▶ THE TASKS
**1.** According to the KL divergence excerpt, which page is described as a must read?
**2.** Retype the KL divergence excerpt from "The WP page" to "a $g$ sample.", keeping every character the same.

The WP page on the subject is a must read, naturally. Let me explain only one interpretation of KL divergence. Assume a random i.i.d. sample $\mathfrak X=(x_k)_{1\leqslant k\leqslant n}$ follows the distribution $f$ and a random i.i.d. sample $\mathfrak Y=(y_k)_{1\leqslant k\leqslant n}$ follows the distribution $g$. A way to distinguish $\mathfrak X$ from $\mathfrak Y$ is to ask for the likelihood that $\mathfrak Y$ behaves like $\mathfrak X$, that is, that $\mathfrak Y$ behaves like a typical sample from $f$.

More precisely, one wants to estimate how unlikely $\mathfrak Y$ becomes when one asks that $\mathfrak Y$ behaves like an $f$ sample, compared to its ordinary likelihood as a $g$ sample.

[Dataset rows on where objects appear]
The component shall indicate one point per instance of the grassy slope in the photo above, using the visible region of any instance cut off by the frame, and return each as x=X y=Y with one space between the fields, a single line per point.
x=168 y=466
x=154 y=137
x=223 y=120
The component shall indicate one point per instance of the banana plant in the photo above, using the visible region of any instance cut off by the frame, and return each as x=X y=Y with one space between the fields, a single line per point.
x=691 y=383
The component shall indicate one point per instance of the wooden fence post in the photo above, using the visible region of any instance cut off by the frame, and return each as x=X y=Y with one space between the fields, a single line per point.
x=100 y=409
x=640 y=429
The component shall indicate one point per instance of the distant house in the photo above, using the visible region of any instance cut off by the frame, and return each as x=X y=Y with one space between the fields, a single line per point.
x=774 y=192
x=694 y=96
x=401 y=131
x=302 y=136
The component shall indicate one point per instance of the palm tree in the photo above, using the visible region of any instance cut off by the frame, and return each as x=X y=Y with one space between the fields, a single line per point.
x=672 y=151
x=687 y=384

▶ OUTPUTS BY TASK
**1.** The WP page on the subject.

**2.**
The WP page on the subject is a must read, naturally. Let me explain only one interpretation of KL divergence. Assume a random i.i.d. sample $\mathfrak X=(x_k)_{1\leqslant k\leqslant n}$ follows the distribution $f$ and a random i.i.d. sample $\mathfrak Y=(y_k)_{1\leqslant k\leqslant n}$ follows the distribution $g$. A way to distinguish $\mathfrak X$ from $\mathfrak Y$ is to ask for the likelihood that $\mathfrak Y$ behaves like $\mathfrak X$, that is, that $\mathfrak Y$ behaves like a typical sample from $f$.

More precisely, one wants to estimate how unlikely $\mathfrak Y$ becomes when one asks that $\mathfrak Y$ behaves like an $f$ sample, compared to its ordinary likelihood as a $g$ sample.